**EXERCISE DESCRIPTION:** Copy the records below exactly, omitting any pictures they contain.

**DATA LINES:**
"""
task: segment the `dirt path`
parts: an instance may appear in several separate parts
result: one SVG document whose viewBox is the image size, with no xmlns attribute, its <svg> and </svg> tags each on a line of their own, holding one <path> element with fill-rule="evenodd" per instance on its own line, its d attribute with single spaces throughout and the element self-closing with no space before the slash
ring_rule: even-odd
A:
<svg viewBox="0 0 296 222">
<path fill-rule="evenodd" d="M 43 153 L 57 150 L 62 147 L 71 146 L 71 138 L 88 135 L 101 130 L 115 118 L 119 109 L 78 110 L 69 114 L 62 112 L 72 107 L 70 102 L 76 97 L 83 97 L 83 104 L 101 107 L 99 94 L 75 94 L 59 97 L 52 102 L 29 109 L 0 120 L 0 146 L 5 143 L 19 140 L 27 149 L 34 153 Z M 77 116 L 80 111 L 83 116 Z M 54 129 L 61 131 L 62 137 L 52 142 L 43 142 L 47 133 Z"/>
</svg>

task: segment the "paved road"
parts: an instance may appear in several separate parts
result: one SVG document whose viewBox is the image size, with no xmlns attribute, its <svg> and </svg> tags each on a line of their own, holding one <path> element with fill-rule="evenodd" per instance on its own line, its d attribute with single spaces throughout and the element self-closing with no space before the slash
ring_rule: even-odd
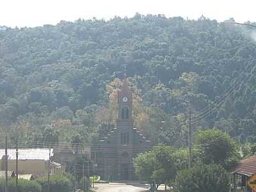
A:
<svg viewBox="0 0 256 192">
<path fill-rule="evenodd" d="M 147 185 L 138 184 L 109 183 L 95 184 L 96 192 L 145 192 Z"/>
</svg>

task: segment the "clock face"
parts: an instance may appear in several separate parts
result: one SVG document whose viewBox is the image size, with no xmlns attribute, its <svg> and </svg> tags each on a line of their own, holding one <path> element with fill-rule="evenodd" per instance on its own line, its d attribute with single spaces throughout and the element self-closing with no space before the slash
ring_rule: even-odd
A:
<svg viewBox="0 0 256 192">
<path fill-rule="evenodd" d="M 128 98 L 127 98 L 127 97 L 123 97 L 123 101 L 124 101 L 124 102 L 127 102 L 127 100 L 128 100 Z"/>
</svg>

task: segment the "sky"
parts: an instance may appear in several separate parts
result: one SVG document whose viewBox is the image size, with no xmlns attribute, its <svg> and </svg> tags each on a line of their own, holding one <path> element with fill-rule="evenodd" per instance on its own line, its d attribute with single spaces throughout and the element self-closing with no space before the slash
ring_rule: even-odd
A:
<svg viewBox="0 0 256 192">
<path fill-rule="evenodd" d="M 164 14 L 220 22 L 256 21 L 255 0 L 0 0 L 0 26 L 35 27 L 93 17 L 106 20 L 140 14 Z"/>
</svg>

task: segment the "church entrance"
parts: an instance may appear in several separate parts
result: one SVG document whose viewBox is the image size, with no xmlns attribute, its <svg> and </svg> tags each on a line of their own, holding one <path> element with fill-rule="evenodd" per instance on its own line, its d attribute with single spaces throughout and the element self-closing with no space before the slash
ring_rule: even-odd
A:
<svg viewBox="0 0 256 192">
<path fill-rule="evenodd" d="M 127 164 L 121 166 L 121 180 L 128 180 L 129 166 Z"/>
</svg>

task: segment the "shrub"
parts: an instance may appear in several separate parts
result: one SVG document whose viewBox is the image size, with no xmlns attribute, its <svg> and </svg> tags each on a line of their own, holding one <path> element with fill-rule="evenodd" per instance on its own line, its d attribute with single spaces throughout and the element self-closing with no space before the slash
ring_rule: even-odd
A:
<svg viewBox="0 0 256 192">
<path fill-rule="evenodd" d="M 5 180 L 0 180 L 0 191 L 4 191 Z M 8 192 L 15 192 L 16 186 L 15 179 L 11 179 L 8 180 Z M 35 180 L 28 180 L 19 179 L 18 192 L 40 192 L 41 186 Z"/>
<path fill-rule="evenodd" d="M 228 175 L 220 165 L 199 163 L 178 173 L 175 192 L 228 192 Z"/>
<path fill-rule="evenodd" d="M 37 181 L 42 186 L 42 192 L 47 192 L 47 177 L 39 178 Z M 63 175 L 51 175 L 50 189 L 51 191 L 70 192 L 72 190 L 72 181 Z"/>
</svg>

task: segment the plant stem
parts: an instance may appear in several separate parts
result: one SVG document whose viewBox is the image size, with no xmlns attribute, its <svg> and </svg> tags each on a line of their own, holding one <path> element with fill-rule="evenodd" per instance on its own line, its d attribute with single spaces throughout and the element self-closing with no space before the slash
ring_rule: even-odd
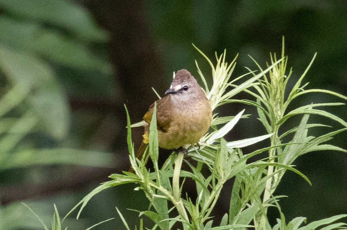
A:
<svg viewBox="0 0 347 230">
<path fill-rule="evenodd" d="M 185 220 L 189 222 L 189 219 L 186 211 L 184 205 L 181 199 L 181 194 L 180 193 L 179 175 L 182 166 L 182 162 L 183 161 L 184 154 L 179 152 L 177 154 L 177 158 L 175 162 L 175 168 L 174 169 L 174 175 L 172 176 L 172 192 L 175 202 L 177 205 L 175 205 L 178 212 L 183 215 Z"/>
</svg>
"""
**RIGHT ANSWER:**
task: segment the `dirt path`
parts: an instance may appear in several separate parts
result: one SVG document whose viewBox is the image size, with no xmlns attribute, its <svg> and </svg> tags each on a line of their own, holding one <path> element with fill-rule="evenodd" per instance on its own line, its d attribute with single spaces throughout and the element self-closing with no space before the slash
ring_rule: even-odd
A:
<svg viewBox="0 0 296 222">
<path fill-rule="evenodd" d="M 43 153 L 57 150 L 62 147 L 71 146 L 71 138 L 88 135 L 101 130 L 115 118 L 119 109 L 78 110 L 69 114 L 62 112 L 72 107 L 70 102 L 76 97 L 83 97 L 83 104 L 101 107 L 99 94 L 75 94 L 59 97 L 52 102 L 29 109 L 0 120 L 0 146 L 5 143 L 19 140 L 27 149 L 34 153 Z M 77 116 L 80 111 L 83 116 Z M 54 129 L 61 131 L 62 137 L 52 142 L 43 142 L 47 133 Z"/>
</svg>

task: segment the "paved road"
parts: an instance may appear in several separate parts
result: one SVG document whose viewBox is the image size, with no xmlns attribute, its <svg> and </svg> tags each on a line of their own, holding one <path> element with fill-rule="evenodd" per instance on its own line, its d attribute with single spaces throughout and the element self-closing with no space before the slash
ring_rule: even-odd
A:
<svg viewBox="0 0 256 192">
<path fill-rule="evenodd" d="M 147 185 L 138 184 L 109 183 L 95 184 L 96 192 L 145 192 Z"/>
</svg>

task: segment the "clock face"
parts: an instance may appear in several separate parts
result: one SVG document whose viewBox is the image size, with no xmlns attribute, its <svg> and </svg> tags each on a line of their own, holding one <path> element with fill-rule="evenodd" per instance on its own line, its d attribute with single spaces throughout and the element self-closing with no space before the slash
ring_rule: even-odd
A:
<svg viewBox="0 0 256 192">
<path fill-rule="evenodd" d="M 128 98 L 127 98 L 127 97 L 123 97 L 123 101 L 124 101 L 124 102 L 127 102 L 127 100 L 128 100 Z"/>
</svg>

task: segment the "sky"
parts: an instance may appear in several separate parts
result: one SVG document whose viewBox is the image size, with no xmlns attribute, its <svg> and </svg> tags each on a line of their own, holding one <path> element with fill-rule="evenodd" per instance on its own line, its d attribute with single spaces throughout and the element self-closing with no space before the slash
ring_rule: even-odd
A:
<svg viewBox="0 0 256 192">
<path fill-rule="evenodd" d="M 164 14 L 220 22 L 256 21 L 255 0 L 0 0 L 0 26 L 35 27 L 93 17 L 106 20 L 140 14 Z"/>
</svg>

task: segment the "church entrance"
parts: an instance may appear in several separate parts
result: one SVG document whose viewBox is the image size, with no xmlns attribute, its <svg> and </svg> tags each on a line of their own, holding one <path> element with fill-rule="evenodd" per instance on its own line, its d attribute with single spaces throughout and the element self-closing with no space before the slash
ring_rule: even-odd
A:
<svg viewBox="0 0 256 192">
<path fill-rule="evenodd" d="M 127 164 L 121 166 L 121 180 L 128 180 L 129 166 Z"/>
</svg>

task: segment the "shrub"
parts: an instance may appear in several separate parts
result: one SVG document whose viewBox is the image size, with no xmlns attribute, its <svg> and </svg> tags each on a line of their own, holding one <path> element with fill-rule="evenodd" per instance on its own line, its d attribute with single spaces throughout and the element self-closing with no space before the slash
ring_rule: even-odd
A:
<svg viewBox="0 0 256 192">
<path fill-rule="evenodd" d="M 5 180 L 0 180 L 0 191 L 4 191 Z M 8 192 L 15 192 L 16 186 L 15 179 L 11 179 L 8 180 Z M 35 180 L 28 180 L 19 179 L 18 192 L 40 192 L 41 186 Z"/>
<path fill-rule="evenodd" d="M 228 175 L 220 165 L 199 163 L 178 173 L 175 192 L 228 192 Z"/>
<path fill-rule="evenodd" d="M 37 181 L 42 186 L 42 192 L 47 192 L 47 177 L 39 178 Z M 63 175 L 51 175 L 50 189 L 51 191 L 70 192 L 72 190 L 72 181 Z"/>
</svg>

task: segment the plant stem
parts: an instance may appear in several separate parts
result: one SVG document whose viewBox is the image size, with no xmlns attribute, its <svg> and </svg> tags each on a line of their own, holding one <path> element with fill-rule="evenodd" per instance on its own line, its d attribute with single spaces throughout and the element self-closing with no space before the slash
ring_rule: even-odd
A:
<svg viewBox="0 0 347 230">
<path fill-rule="evenodd" d="M 185 220 L 189 222 L 189 219 L 186 211 L 184 205 L 181 199 L 181 194 L 180 193 L 179 175 L 182 166 L 182 162 L 183 161 L 184 154 L 179 152 L 177 154 L 177 158 L 175 162 L 175 168 L 174 169 L 174 175 L 172 176 L 172 192 L 175 202 L 177 205 L 175 205 L 178 212 L 183 215 Z"/>
</svg>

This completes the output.